Excerpted passage:

***

The objective of the project TERMMED is to analyze the terminological change in medical texts, in order to detect clues that explain the evolution of knowledge.

Scientific knowledge in medicine is constantly growing, due to the identification of new diseases, the development of new methods and technologies, the appearance of new treatments and, especially, due to a more detailed description of different phenomena that occur. One of the clues to detect this knowledge is the analysis of the doctors’ and experts’ oral and written productions, within which terminology is a key factor. The analysis of medical texts lexicon and, in particular, of the terminological variation detected over time is decisive to represent this (hidden) evolution of knowledge, always paying special attention to the presence or absence of units, the changes that occur between paradigms or the changes that are detected in terms of content.

We will focus on medical terminology in Spanish. The phenomena of lexical change that we want to address include selection of variants, polysemy, fixation of reductions; lexicalization of phrases, conversions, nominalizations, neology and the disappearance of forms. The methodology combines exploration of textual corpora; automatic extraction of terminology; query of ontologies and other lexical sources; statistical analysis of term variants; and experimentation on automatic detection of semantic neology.

***

Records:
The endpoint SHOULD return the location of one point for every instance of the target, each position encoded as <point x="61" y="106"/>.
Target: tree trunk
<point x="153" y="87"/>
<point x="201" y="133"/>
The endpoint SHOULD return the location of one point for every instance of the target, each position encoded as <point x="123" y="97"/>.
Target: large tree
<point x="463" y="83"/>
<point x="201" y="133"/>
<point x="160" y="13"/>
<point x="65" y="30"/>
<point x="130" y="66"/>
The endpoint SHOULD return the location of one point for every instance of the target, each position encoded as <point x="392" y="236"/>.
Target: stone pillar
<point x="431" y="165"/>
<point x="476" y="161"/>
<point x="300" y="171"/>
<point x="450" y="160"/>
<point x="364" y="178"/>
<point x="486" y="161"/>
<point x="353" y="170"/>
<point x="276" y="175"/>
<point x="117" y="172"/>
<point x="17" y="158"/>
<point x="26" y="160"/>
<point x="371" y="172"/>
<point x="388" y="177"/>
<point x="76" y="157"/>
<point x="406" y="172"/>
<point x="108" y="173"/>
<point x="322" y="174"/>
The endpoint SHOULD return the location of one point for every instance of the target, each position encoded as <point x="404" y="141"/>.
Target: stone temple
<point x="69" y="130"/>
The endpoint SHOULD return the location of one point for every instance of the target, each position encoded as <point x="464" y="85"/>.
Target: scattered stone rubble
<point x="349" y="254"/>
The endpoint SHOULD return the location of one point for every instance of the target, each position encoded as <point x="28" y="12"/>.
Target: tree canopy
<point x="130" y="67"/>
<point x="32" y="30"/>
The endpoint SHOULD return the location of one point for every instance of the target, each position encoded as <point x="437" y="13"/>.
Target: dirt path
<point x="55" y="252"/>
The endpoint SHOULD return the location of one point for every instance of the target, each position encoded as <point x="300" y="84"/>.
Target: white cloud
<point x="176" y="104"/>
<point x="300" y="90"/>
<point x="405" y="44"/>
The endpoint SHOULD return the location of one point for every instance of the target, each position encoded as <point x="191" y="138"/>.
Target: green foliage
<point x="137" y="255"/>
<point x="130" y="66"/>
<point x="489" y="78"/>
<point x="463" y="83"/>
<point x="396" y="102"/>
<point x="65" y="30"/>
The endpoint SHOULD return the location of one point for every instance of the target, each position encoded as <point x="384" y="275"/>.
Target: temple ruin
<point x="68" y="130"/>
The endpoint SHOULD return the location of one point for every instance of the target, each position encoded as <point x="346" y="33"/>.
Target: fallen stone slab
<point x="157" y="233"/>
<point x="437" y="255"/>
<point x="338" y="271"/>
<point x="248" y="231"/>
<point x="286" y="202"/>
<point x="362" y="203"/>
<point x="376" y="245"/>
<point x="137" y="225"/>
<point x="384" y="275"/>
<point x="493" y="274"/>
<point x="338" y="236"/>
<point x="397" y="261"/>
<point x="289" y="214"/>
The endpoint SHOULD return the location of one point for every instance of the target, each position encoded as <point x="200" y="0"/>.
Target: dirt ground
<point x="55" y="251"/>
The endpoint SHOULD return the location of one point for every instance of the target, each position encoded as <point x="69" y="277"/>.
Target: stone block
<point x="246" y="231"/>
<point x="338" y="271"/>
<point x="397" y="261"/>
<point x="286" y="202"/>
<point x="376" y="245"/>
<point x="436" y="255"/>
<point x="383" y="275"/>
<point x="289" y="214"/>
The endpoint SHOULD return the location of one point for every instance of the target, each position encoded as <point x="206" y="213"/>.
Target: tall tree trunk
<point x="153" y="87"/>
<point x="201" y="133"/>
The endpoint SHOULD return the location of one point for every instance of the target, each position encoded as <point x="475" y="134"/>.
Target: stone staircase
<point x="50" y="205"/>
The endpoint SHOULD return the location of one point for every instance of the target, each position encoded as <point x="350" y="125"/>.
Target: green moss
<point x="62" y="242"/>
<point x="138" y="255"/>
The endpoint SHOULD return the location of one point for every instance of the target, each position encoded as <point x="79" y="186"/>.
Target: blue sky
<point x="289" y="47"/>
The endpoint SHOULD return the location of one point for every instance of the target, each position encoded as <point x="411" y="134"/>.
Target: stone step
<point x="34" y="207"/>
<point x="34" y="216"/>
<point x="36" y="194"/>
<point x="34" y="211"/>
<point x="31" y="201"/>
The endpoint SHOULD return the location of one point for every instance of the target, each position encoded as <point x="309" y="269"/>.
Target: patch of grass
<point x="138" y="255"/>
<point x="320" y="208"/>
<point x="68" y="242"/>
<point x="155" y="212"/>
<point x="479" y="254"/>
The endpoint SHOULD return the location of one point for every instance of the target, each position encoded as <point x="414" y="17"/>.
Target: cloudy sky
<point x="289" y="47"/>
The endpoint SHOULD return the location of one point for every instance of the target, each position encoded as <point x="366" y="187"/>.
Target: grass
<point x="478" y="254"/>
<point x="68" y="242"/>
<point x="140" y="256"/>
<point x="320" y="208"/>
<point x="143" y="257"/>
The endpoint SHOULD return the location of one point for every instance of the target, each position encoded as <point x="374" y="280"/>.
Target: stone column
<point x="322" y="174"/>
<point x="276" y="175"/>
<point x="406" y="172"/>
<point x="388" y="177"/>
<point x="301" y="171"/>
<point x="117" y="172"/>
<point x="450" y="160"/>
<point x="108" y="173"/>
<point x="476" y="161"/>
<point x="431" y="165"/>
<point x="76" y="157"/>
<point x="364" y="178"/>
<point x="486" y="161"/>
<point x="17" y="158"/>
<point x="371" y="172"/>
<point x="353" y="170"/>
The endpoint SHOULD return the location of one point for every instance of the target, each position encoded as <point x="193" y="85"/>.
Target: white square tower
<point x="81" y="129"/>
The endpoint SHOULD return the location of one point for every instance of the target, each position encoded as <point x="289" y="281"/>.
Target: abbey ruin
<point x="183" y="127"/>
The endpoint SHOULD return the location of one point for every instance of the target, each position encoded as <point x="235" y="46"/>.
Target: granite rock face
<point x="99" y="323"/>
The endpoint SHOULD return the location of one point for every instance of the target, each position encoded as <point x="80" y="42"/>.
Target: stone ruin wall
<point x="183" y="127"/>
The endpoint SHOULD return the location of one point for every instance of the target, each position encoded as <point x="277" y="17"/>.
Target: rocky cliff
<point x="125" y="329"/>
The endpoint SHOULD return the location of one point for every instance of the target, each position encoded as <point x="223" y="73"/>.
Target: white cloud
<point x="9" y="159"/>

***

Work required:
Reproduce the TERMMED project description above word for word, in full.

Result of the task:
The objective of the project TERMMED is to analyze the terminological change in medical texts, in order to detect clues that explain the evolution of knowledge.

Scientific knowledge in medicine is constantly growing, due to the identification of new diseases, the development of new methods and technologies, the appearance of new treatments and, especially, due to a more detailed description of different phenomena that occur. One of the clues to detect this knowledge is the analysis of the doctors’ and experts’ oral and written productions, within which terminology is a key factor. The analysis of medical texts lexicon and, in particular, of the terminological variation detected over time is decisive to represent this (hidden) evolution of knowledge, always paying special attention to the presence or absence of units, the changes that occur between paradigms or the changes that are detected in terms of content.

We will focus on medical terminology in Spanish. The phenomena of lexical change that we want to address include selection of variants, polysemy, fixation of reductions; lexicalization of phrases, conversions, nominalizations, neology and the disappearance of forms. The methodology combines exploration of textual corpora; automatic extraction of terminology; query of ontologies and other lexical sources; statistical analysis of term variants; and experimentation on automatic detection of semantic neology.